-- Some records --
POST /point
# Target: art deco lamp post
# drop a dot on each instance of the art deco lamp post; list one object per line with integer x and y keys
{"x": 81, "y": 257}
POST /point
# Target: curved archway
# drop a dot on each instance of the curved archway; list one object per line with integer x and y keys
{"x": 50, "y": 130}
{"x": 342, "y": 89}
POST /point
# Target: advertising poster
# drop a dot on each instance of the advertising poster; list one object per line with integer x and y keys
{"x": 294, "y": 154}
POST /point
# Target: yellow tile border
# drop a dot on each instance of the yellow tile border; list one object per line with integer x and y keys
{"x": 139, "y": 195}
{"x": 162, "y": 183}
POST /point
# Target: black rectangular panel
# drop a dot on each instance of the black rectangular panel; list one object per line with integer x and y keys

...

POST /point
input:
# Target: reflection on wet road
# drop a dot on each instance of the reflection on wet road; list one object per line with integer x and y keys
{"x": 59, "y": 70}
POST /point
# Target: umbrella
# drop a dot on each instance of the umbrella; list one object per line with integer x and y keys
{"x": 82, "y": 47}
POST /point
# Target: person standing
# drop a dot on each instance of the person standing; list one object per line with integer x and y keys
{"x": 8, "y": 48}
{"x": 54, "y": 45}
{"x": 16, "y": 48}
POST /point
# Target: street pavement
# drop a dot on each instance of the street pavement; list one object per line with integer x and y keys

* * *

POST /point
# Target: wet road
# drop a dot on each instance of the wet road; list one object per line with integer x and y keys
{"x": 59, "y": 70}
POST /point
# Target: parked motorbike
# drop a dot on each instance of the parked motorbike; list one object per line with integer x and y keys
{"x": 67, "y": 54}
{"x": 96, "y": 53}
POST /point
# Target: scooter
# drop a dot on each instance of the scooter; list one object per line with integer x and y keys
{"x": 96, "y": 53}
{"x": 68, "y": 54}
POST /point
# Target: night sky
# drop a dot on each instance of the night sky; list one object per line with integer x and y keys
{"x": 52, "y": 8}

-- Task --
Gather and copy every line of the records above that contains the string "motorbike". Case counts.

-- Answer to the problem --
# Target: parked motorbike
# drop a dot on each instance of the parked motorbike; list one object per line with integer x and y keys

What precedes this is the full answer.